Your assignment => Format the lines of all the items below as a numbered list, skipping any blank lines. Keep the pictures out of your answer.

[Collected data]
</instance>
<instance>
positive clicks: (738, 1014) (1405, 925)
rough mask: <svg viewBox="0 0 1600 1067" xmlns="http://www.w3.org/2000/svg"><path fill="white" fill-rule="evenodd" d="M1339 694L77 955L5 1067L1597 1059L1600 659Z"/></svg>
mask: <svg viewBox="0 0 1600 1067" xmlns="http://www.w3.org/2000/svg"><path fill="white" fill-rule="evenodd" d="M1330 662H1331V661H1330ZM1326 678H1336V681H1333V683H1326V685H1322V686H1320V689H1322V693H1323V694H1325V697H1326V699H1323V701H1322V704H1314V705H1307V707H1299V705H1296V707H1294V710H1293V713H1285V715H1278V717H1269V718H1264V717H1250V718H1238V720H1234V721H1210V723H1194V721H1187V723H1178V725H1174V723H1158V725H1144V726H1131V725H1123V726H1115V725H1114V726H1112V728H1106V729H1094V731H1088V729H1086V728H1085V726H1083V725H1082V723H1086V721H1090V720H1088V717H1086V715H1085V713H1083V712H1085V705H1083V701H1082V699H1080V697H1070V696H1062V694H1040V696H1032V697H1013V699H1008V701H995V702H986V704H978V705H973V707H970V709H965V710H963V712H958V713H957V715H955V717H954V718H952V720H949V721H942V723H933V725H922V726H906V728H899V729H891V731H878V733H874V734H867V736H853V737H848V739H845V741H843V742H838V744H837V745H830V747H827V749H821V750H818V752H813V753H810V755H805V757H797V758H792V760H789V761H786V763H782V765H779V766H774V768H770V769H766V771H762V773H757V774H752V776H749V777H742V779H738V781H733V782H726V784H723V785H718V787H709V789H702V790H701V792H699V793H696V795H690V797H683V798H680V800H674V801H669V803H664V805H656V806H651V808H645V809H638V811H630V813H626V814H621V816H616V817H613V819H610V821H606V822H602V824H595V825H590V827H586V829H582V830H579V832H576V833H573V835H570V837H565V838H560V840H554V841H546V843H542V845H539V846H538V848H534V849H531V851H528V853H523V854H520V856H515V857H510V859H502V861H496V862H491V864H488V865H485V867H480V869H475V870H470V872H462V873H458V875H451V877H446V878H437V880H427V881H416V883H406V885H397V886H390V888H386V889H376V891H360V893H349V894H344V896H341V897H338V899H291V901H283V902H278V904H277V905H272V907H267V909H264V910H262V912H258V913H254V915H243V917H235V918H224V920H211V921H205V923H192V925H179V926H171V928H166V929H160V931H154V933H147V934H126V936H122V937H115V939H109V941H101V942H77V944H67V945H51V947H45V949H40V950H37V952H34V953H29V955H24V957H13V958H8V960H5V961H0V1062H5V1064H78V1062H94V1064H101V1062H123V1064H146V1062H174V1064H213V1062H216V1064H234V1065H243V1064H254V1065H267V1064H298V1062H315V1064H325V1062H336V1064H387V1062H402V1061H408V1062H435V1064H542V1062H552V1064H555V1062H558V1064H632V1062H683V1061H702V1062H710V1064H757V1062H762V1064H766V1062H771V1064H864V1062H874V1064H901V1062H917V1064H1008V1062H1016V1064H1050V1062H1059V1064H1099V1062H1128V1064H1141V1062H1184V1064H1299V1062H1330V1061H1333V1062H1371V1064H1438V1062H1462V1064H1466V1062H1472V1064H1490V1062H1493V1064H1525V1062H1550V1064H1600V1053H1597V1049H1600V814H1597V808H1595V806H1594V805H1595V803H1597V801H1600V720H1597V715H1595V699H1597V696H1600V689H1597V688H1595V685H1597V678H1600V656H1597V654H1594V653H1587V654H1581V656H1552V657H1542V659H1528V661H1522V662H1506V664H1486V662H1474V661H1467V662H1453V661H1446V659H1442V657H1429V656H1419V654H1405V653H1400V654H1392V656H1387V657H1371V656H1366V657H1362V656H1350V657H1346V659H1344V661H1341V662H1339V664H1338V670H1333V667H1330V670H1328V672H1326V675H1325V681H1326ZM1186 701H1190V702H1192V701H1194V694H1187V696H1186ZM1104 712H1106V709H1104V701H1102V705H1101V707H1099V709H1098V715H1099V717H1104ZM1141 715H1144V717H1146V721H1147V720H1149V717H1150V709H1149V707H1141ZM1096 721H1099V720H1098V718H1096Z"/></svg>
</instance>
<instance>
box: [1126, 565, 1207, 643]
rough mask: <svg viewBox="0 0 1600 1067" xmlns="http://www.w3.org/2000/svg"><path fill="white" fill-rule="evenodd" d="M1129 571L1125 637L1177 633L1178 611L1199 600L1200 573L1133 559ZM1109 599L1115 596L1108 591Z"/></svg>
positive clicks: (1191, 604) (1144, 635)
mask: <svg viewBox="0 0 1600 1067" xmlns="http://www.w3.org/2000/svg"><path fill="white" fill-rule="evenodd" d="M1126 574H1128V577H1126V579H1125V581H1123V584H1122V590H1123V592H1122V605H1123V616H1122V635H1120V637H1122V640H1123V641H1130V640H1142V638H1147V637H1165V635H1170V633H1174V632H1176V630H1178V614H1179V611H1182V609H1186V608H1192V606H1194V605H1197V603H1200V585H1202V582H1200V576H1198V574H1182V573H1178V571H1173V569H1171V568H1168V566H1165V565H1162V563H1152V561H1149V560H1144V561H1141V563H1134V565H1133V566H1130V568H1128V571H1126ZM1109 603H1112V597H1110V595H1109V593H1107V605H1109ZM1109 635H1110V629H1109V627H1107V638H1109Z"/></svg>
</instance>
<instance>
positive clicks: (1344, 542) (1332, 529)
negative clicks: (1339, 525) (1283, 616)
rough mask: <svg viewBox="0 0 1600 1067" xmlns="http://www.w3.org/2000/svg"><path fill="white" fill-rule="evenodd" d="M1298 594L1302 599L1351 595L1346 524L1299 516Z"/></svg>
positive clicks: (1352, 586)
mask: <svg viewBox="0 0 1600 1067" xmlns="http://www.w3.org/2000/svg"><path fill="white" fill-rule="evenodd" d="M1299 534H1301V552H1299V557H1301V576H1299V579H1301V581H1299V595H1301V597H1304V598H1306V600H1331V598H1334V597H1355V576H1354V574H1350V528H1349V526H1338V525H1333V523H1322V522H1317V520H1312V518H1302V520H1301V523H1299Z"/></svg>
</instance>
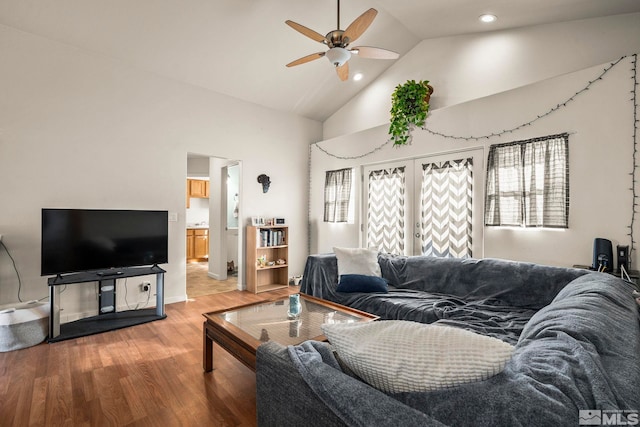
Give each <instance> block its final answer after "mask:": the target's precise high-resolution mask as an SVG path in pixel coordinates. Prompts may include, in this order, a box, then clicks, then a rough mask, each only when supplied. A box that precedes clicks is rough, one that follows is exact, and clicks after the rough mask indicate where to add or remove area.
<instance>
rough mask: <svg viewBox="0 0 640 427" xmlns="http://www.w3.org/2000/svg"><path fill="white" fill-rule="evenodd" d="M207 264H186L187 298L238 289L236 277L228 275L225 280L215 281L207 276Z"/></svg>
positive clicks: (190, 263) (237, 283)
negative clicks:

Your response =>
1. </instance>
2. <instance>
3. positive clicks: (738, 1014) (1405, 925)
4. rough mask: <svg viewBox="0 0 1600 1067" xmlns="http://www.w3.org/2000/svg"><path fill="white" fill-rule="evenodd" d="M1339 694L77 955L5 1067L1597 1059L1600 659Z"/></svg>
5. mask: <svg viewBox="0 0 1600 1067" xmlns="http://www.w3.org/2000/svg"><path fill="white" fill-rule="evenodd" d="M1330 662H1331V661H1330ZM1326 678H1336V681H1333V683H1326V685H1322V686H1320V689H1322V693H1323V694H1325V697H1326V699H1323V701H1322V704H1314V705H1307V707H1299V705H1296V707H1294V710H1293V713H1285V715H1278V717H1269V718H1264V717H1250V718H1238V720H1234V721H1210V723H1194V721H1187V723H1178V725H1174V723H1158V725H1144V726H1131V725H1123V726H1115V725H1114V726H1112V728H1106V729H1094V731H1088V729H1086V728H1085V726H1083V725H1082V723H1086V721H1090V720H1088V717H1086V715H1085V713H1083V712H1085V705H1083V701H1082V699H1080V697H1070V696H1062V694H1040V696H1032V697H1013V699H1008V701H995V702H986V704H978V705H973V707H970V709H965V710H963V712H958V713H957V715H955V717H954V718H952V720H949V721H942V723H933V725H922V726H906V728H899V729H891V731H878V733H874V734H867V736H853V737H848V739H845V741H843V742H838V744H837V745H830V747H827V749H821V750H818V752H813V753H810V755H805V757H797V758H792V760H789V761H786V763H782V765H779V766H774V768H770V769H766V771H762V773H757V774H752V776H749V777H742V779H738V781H733V782H726V784H723V785H718V787H709V789H702V790H701V792H699V793H696V795H690V797H683V798H680V800H674V801H669V803H664V805H656V806H651V808H645V809H638V811H630V813H626V814H621V816H616V817H613V819H610V821H606V822H602V824H595V825H590V827H586V829H582V830H579V832H576V833H573V835H570V837H565V838H560V840H554V841H546V843H542V845H539V846H538V848H534V849H531V851H528V853H523V854H520V856H515V857H510V859H502V861H496V862H491V864H488V865H485V867H480V869H475V870H470V872H462V873H458V875H451V877H446V878H437V880H427V881H416V883H406V885H397V886H390V888H386V889H376V891H360V893H349V894H344V896H341V897H338V899H291V901H283V902H278V904H277V905H272V907H267V909H264V910H262V912H258V913H254V915H243V917H235V918H224V920H211V921H205V923H192V925H179V926H171V928H166V929H160V931H154V933H147V934H126V936H122V937H115V939H109V941H101V942H77V944H67V945H51V947H45V949H40V950H37V952H34V953H29V955H24V957H13V958H8V960H5V961H0V1062H5V1064H78V1062H94V1064H101V1062H123V1064H146V1062H174V1064H213V1062H216V1064H234V1065H243V1064H254V1065H267V1064H298V1062H315V1064H325V1062H336V1064H387V1062H402V1061H408V1062H435V1064H542V1062H552V1064H555V1062H558V1064H632V1062H683V1061H702V1062H710V1064H757V1062H762V1064H766V1062H771V1064H864V1062H874V1064H901V1062H917V1064H1008V1062H1016V1064H1050V1062H1059V1064H1099V1062H1128V1064H1141V1062H1184V1064H1299V1062H1330V1061H1333V1062H1371V1064H1438V1062H1462V1064H1466V1062H1472V1064H1490V1062H1493V1064H1525V1062H1550V1064H1600V1053H1597V1049H1600V814H1597V808H1595V806H1594V805H1595V803H1597V801H1600V720H1597V715H1595V699H1597V696H1600V689H1597V688H1595V685H1597V678H1600V656H1597V654H1594V653H1587V654H1581V656H1552V657H1542V659H1528V661H1522V662H1506V664H1486V662H1474V661H1467V662H1453V661H1446V659H1442V657H1429V656H1419V654H1405V653H1400V654H1392V656H1387V657H1371V656H1366V657H1362V656H1350V657H1346V659H1344V661H1341V662H1339V664H1338V670H1333V667H1330V670H1328V672H1326V675H1325V681H1326ZM1186 701H1190V702H1192V701H1194V694H1187V696H1186ZM1104 712H1106V709H1104V701H1102V705H1101V707H1099V709H1098V715H1099V717H1104ZM1141 715H1144V717H1146V721H1147V720H1149V717H1150V709H1149V707H1141ZM1096 721H1099V720H1098V718H1096Z"/></svg>
6. </instance>
7. <instance>
8. box: [1126, 565, 1207, 643]
9. rough mask: <svg viewBox="0 0 1600 1067" xmlns="http://www.w3.org/2000/svg"><path fill="white" fill-rule="evenodd" d="M1129 571L1125 637L1177 633L1178 611L1199 600L1200 573L1133 559ZM1109 599L1115 596L1108 591Z"/></svg>
10. positive clicks: (1191, 604) (1144, 635)
11. mask: <svg viewBox="0 0 1600 1067" xmlns="http://www.w3.org/2000/svg"><path fill="white" fill-rule="evenodd" d="M1126 574H1128V577H1126V579H1125V581H1123V584H1122V590H1123V592H1122V605H1123V616H1122V635H1120V637H1122V640H1123V641H1130V640H1142V638H1147V637H1165V635H1170V633H1174V632H1176V630H1178V614H1179V611H1182V609H1186V608H1192V606H1194V605H1197V603H1200V585H1202V582H1200V576H1198V574H1182V573H1178V571H1173V569H1171V568H1168V566H1165V565H1162V563H1152V561H1149V560H1144V561H1141V563H1134V565H1133V566H1130V568H1128V571H1126ZM1109 603H1112V597H1110V595H1109V593H1107V605H1109ZM1109 635H1110V629H1109V627H1107V638H1109Z"/></svg>
12. </instance>
13. <instance>
14. positive clicks: (1344, 542) (1332, 529)
15. negative clicks: (1339, 525) (1283, 616)
16. rough mask: <svg viewBox="0 0 1600 1067" xmlns="http://www.w3.org/2000/svg"><path fill="white" fill-rule="evenodd" d="M1298 594L1302 599L1351 595L1346 524L1299 516Z"/></svg>
17. positive clicks: (1352, 586)
18. mask: <svg viewBox="0 0 1600 1067" xmlns="http://www.w3.org/2000/svg"><path fill="white" fill-rule="evenodd" d="M1299 534H1301V552H1299V557H1301V576H1299V579H1301V581H1299V595H1301V597H1304V598H1306V600H1331V598H1334V597H1355V576H1354V574H1350V528H1349V526H1338V525H1333V523H1322V522H1317V520H1312V518H1302V520H1301V523H1299Z"/></svg>
19. </instance>
20. Give each <instance> block its final answer after "mask:": the target's precise high-resolution mask as an SVG path in pixel coordinates. Prompts may include, in this order, a box, then clicks, then a rough mask, each only when supplied. A box that precedes clicks is rough, one that follows is exact, and clicks after the rough mask indicate where to add or remove area.
21. <instance>
22. rough mask: <svg viewBox="0 0 640 427" xmlns="http://www.w3.org/2000/svg"><path fill="white" fill-rule="evenodd" d="M207 264H186L187 298L238 289L236 277L228 275L225 280L215 281L207 276Z"/></svg>
23. positive clicks: (190, 263) (237, 283)
24. negative clicks:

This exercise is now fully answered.